*** SOURCE MATERIAL
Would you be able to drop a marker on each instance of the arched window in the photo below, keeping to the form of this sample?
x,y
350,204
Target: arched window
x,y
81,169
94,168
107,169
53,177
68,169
******
» PROMPT:
Retype everything in the material above exactly.

» OUTPUT FOR THIS TASK:
Would you be able to drop a marker on each instance of the arched window in the photo below, keeping to the form of this sample?
x,y
350,204
Target: arched window
x,y
81,169
94,168
107,169
53,177
68,169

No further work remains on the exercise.